(Excerpt provided):
▮ Leakage
Data leakage refers to the phenomenon when a form of a label “leaks” into the set of features used for making predictions even though this information is not available during inference in production.
Data leakage is hard to detect and can cause ML models to perform well during the evaluation phase but fail miserably in production.
So for this post, I’d like to share the common causes of data leakage and how to detect them.
▮ Common Causes
Mistake 1: Scaling before splitting
When you scale your inputs, you often use global statistics such as mean and variance.
Scaling before splitting means that the average and variance are calculated using the data from the test set as well even though it should not be used.
This can cause performance degradation in production. You should always split your data first before you scale your data.
Mistake 2: Filling in missing data with statistics from the test split
As we’ve discussed in mistake 1, this also is another form of data leakage
Mistake 3: Poor data duplication handling
If you have duplicates in your data and fail to remove them, the same data may be divided into both the train and the test split.
It is important to check if there are any duplicates in data before splitting them.
Mistake 3: Data Generation Process
Let’s say we want to develop a model that can identify pills/capsules at a hospital.
After training and having high accuracy for the pills/capsules from hospital A, you find that the model performs terribly for the capsules from hospitals B and C.
After immense debugging, you’ve noticed that hospital A uses a different camera for capsules than other hospitals and turns out the model was taking into account the slight difference in how the images of capsules are captured.
This type of data leakage which happens during the data generation process can be quite hard to avoid, but you can mitigate the risk by keeping track of the sources of data and how it is collected.
▮ Detecting Data Leakage
Data leakage can happen not only to newcomers but also senior-level data scientists.
Here are some tips to detect data leakage.
1. If a feature has an unusually high correlation, investigate why
2. When you remove a feature and the model performance changes dramatically, investigate why
3. When you add a new feature and it has a high correlation, investigate why
4. Be careful every time you look at the test set

(Brief 1):
Decide whether each statement below agrees with the data leakage text. Answer yes or no for each and quote the words of the text that settle it.
(a) The text advises scaling the data before splitting it.
(b) The text says data leakage can affect senior-level data scientists.
(c) In the hospital example, the model performed poorly on capsules from hospital A.
(Brief 2):
Quote the part of the data leakage text that opens with the words containing "So for this" and closes with "before splitting them.".

(Recorded data):
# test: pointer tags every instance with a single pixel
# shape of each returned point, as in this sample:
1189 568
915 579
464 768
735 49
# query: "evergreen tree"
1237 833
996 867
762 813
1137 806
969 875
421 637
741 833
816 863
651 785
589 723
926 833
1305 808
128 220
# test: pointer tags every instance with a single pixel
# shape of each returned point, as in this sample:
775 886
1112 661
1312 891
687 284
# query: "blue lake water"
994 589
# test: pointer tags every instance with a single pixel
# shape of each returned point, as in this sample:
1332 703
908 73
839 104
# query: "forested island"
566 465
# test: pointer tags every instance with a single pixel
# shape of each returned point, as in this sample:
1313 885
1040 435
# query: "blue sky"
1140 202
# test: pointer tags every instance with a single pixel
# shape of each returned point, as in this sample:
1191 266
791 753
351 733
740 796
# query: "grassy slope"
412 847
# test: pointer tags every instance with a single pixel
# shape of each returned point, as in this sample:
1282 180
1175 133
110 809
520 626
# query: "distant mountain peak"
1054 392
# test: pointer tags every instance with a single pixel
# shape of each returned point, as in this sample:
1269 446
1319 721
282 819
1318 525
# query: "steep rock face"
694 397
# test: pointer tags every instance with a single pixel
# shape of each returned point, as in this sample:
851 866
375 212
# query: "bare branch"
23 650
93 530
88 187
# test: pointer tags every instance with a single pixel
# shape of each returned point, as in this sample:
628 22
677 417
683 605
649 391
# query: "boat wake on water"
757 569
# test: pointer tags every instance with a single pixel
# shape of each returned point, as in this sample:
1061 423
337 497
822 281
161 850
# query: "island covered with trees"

(Expected answer 1):
(a) No: "You should always split your data first before you scale your data."
(b) Yes: "Data leakage can happen not only to newcomers but also senior-level data scientists."
(c) No: "you find that the model performs terribly for the capsules from hospitals B and C."

(Expected answer 2):
So for this post, I’d like to share the common causes of data leakage and how to detect them.
▮ Common Causes
Mistake 1: Scaling before splitting
When you scale your inputs, you often use global statistics such as mean and variance.
Scaling before splitting means that the average and variance are calculated using the data from the test set as well even though it should not be used.
This can cause performance degradation in production. You should always split your data first before you scale your data.
Mistake 2: Filling in missing data with statistics from the test split
As we’ve discussed in mistake 1, this also is another form of data leakage
Mistake 3: Poor data duplication handling
If you have duplicates in your data and fail to remove them, the same data may be divided into both the train and the test split.
It is important to check if there are any duplicates in data before splitting them.